*Data entries*.
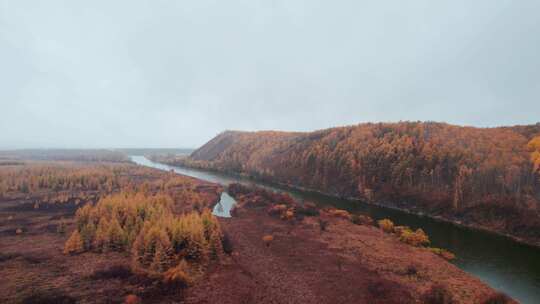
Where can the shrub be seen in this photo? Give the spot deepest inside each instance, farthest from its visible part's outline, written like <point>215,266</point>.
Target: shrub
<point>267,239</point>
<point>411,270</point>
<point>132,299</point>
<point>438,294</point>
<point>277,209</point>
<point>226,244</point>
<point>443,253</point>
<point>178,276</point>
<point>74,244</point>
<point>287,215</point>
<point>498,298</point>
<point>416,238</point>
<point>386,225</point>
<point>322,224</point>
<point>61,228</point>
<point>307,209</point>
<point>113,272</point>
<point>361,219</point>
<point>340,213</point>
<point>48,297</point>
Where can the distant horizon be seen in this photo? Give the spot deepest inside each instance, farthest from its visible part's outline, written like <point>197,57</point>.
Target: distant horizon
<point>92,75</point>
<point>2,149</point>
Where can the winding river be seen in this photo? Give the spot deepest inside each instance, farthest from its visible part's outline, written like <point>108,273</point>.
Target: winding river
<point>506,265</point>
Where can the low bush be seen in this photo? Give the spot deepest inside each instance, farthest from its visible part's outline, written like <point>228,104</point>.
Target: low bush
<point>74,244</point>
<point>411,270</point>
<point>308,209</point>
<point>340,213</point>
<point>415,238</point>
<point>361,219</point>
<point>443,253</point>
<point>226,243</point>
<point>178,276</point>
<point>322,224</point>
<point>386,225</point>
<point>438,294</point>
<point>267,239</point>
<point>48,297</point>
<point>132,299</point>
<point>277,209</point>
<point>113,272</point>
<point>288,215</point>
<point>498,298</point>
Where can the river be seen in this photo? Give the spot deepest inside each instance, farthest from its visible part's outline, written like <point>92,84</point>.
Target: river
<point>502,263</point>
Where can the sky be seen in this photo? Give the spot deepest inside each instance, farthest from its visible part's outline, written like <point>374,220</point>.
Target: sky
<point>112,74</point>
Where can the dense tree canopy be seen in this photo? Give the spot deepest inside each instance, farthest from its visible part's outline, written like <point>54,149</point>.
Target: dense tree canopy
<point>442,169</point>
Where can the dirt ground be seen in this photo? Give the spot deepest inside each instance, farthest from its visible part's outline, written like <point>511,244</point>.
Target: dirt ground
<point>33,268</point>
<point>346,263</point>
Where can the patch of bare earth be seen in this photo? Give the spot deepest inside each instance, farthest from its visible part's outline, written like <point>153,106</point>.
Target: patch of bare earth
<point>346,263</point>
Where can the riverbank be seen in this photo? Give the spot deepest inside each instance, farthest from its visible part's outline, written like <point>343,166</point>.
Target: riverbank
<point>388,205</point>
<point>294,258</point>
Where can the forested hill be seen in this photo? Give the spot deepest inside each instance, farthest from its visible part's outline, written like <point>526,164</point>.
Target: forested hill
<point>481,176</point>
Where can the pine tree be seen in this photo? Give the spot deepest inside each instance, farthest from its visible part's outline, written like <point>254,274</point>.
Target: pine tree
<point>74,244</point>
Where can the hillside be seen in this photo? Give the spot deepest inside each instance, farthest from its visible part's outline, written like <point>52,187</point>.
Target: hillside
<point>482,177</point>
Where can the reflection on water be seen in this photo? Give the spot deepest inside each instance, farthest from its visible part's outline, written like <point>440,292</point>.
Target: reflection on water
<point>223,207</point>
<point>502,263</point>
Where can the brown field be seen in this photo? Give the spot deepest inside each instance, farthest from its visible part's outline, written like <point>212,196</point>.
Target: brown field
<point>271,251</point>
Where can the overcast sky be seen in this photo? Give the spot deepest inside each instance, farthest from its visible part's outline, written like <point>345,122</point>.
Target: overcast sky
<point>77,74</point>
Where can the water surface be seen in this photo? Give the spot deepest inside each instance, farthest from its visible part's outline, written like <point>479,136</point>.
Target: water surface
<point>500,262</point>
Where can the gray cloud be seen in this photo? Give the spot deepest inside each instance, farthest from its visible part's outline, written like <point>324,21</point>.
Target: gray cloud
<point>175,73</point>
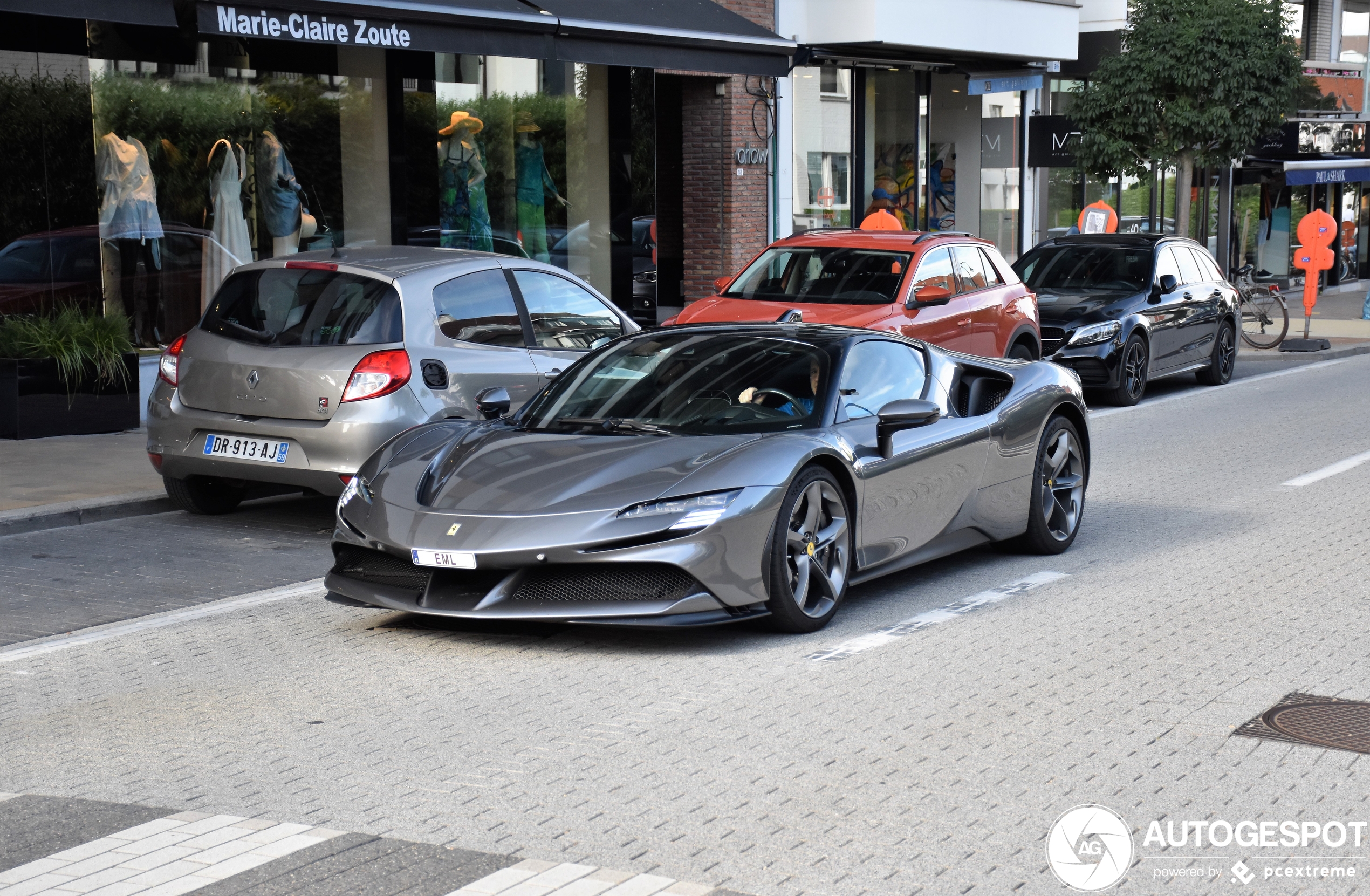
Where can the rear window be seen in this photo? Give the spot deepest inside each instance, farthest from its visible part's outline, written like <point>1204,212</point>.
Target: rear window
<point>306,307</point>
<point>823,276</point>
<point>1085,268</point>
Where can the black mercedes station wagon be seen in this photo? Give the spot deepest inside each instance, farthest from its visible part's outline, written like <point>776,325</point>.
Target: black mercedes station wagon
<point>1125,309</point>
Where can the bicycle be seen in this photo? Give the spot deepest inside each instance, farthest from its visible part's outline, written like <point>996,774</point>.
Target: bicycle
<point>1265,317</point>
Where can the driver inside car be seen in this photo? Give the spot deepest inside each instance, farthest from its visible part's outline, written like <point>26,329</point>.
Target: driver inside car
<point>806,403</point>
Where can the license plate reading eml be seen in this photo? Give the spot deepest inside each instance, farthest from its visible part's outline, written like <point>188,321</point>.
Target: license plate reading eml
<point>450,559</point>
<point>242,448</point>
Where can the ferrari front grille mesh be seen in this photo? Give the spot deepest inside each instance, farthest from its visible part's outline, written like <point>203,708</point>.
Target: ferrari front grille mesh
<point>379,567</point>
<point>609,582</point>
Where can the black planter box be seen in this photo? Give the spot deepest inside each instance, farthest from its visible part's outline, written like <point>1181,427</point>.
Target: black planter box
<point>35,403</point>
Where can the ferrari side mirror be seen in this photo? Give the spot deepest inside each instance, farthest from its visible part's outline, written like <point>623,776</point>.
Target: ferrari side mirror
<point>492,403</point>
<point>901,415</point>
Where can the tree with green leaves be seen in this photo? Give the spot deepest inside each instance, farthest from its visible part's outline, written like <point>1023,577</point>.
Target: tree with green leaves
<point>1196,84</point>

*Task details*.
Without the pictures, return the entries exactly as they appear.

*Task solution*.
Where can the shrub be seen in this photo? Give the spot deepest inside each instance, farthest from its visible part's outline, written like <point>215,266</point>.
Target: shrub
<point>267,239</point>
<point>411,270</point>
<point>132,299</point>
<point>438,294</point>
<point>277,209</point>
<point>226,244</point>
<point>443,253</point>
<point>178,276</point>
<point>74,244</point>
<point>287,215</point>
<point>498,298</point>
<point>416,238</point>
<point>386,225</point>
<point>322,224</point>
<point>61,228</point>
<point>307,209</point>
<point>113,272</point>
<point>361,219</point>
<point>340,213</point>
<point>48,297</point>
Where can the distant horizon be seen in this photo? Give the spot deepest inside each instance, farthest from its visible part's outline, written like <point>197,57</point>.
Target: distant horizon
<point>92,75</point>
<point>2,149</point>
Where can the winding river be seen in this photo? Give the spot deepest inside each instance, farthest from its visible part's outline, written like <point>108,273</point>.
Target: winding river
<point>506,265</point>
Where can the low bush be seen in this photo? Give the spot deepest inside each instance, farthest from its visible part's outline, written like <point>228,104</point>.
Target: low bush
<point>74,244</point>
<point>411,270</point>
<point>308,209</point>
<point>340,213</point>
<point>415,238</point>
<point>361,219</point>
<point>443,253</point>
<point>226,243</point>
<point>178,276</point>
<point>322,224</point>
<point>386,225</point>
<point>438,294</point>
<point>267,239</point>
<point>48,297</point>
<point>132,299</point>
<point>277,209</point>
<point>113,272</point>
<point>288,215</point>
<point>498,298</point>
Where can the river be seen in this photo? Give the spot deepest inside each instance, farthest from its visible part's outline, written like <point>92,84</point>.
Target: river
<point>502,263</point>
Where can the sky be seen in this photo? Give the spot deepest inside each instance, farthest from its visible part's outline, written like <point>374,220</point>.
Target: sky
<point>112,74</point>
Where can the dense tree canopy be seen in this photo? Give the spot deepest inside each instance, farthest from its visible part's outline, written like <point>54,149</point>.
Target: dense tree canopy
<point>442,169</point>
Where can the dirt ground be seen in this photo? Give the spot deepest inside each instance, farthest from its visible part's outline, written like <point>511,244</point>.
Target: dirt ground
<point>33,268</point>
<point>346,263</point>
Where can the patch of bare earth be seen in this photo? Give the spot deepest inside each instance, farthest from its visible part's outline, written like <point>153,106</point>.
Target: patch of bare earth
<point>346,263</point>
Where can the riverbank be seen in this photo? Give the spot deepest inside each instance, farthest from its visible part's outline, written like <point>343,166</point>.
Target: riverbank
<point>388,205</point>
<point>294,258</point>
Where can the forested hill be seen in this photo? Give the spot deepest inside each instance, farthest from its visible part's outline, written like <point>526,164</point>.
Target: forested hill
<point>481,176</point>
Where can the pine tree be seen in this photo? Give the spot deepest inside each instance, farthest from its visible part's outline, written like <point>254,274</point>.
Target: pine tree
<point>74,244</point>
Where can the hillside be seen in this photo? Give the spot deepest inside each instance, farthest from its visible part's outline, written like <point>52,187</point>.
Target: hillside
<point>482,177</point>
Where can the reflection on water be seen in this photo? Give the spot deepest inside each instance, farthest from its visible part's outline, written like <point>440,292</point>.
Target: reflection on water
<point>223,207</point>
<point>502,263</point>
Where can the brown field be seen in this photo? Give the spot deepest inside each instance, farthest from its visible part's outline, written like <point>212,196</point>.
Target: brown field
<point>271,251</point>
Where can the overcast sky be seen in this photo? Give the spot deepest inside each instance, farthest from its visible part's outline, written like <point>345,122</point>.
Target: overcast sky
<point>77,74</point>
Where can the water surface be seen in this photo? Give the spot deepest inside each instance, farthest from its visible part's outline, written like <point>479,136</point>.
Target: water surface
<point>500,262</point>
Where can the gray cloud be seen in this photo? Give the spot deepest inside each instance, farthest from its visible part's outline, written like <point>324,21</point>.
Target: gray cloud
<point>175,73</point>
Where can the rear window be seen in this photo? Give the spot deepest inside each instance, farthest from its visible part's outline, written like <point>1204,212</point>.
Target: rear window
<point>306,307</point>
<point>823,276</point>
<point>1085,268</point>
Where can the black mercedes station wagon be seen in this photo? Give the spot deepest inside each instance, farthest from its visible part's outline, written like <point>776,325</point>.
Target: black mercedes station wagon
<point>1125,309</point>
Where can the bicycle be seen in this photo? Give the spot deepest inside each instance, farthest from its visible part's outline, written like <point>996,774</point>.
Target: bicycle
<point>1265,317</point>
Where can the driver inside car be seen in this photo? Give the spot deepest inside each instance, farthest from its visible part's outline, written like <point>26,329</point>.
Target: driver inside car
<point>806,403</point>
Where can the license plate reading eml be seen in this photo? Give the spot deepest inside each instance, farthest from its visible part's outline, written like <point>188,321</point>.
Target: license plate reading eml
<point>450,559</point>
<point>242,448</point>
Where can the ferrari front grille mesh be seen in this photo? Give the spot deepest inside each instance, farthest from its visible part's outline, written like <point>203,708</point>.
Target: ferrari front grille mesh
<point>379,567</point>
<point>609,582</point>
Where can the black planter box be seen in this photo? Give the spot deepest inside each instance, farthest from its visible part's outline, written like <point>1181,427</point>.
Target: black planter box
<point>35,403</point>
Where can the ferrari side mirror be seen in this photo? Give the spot deepest inside each instance, farthest from its visible part's outline, written like <point>623,776</point>.
Target: ferrari side mirror
<point>492,403</point>
<point>901,415</point>
Where can the tree with green leaves be seen in this photo? Give the spot deepest inside each instance, farthest from its visible part's outline, written like <point>1023,577</point>.
Target: tree with green leaves
<point>1196,84</point>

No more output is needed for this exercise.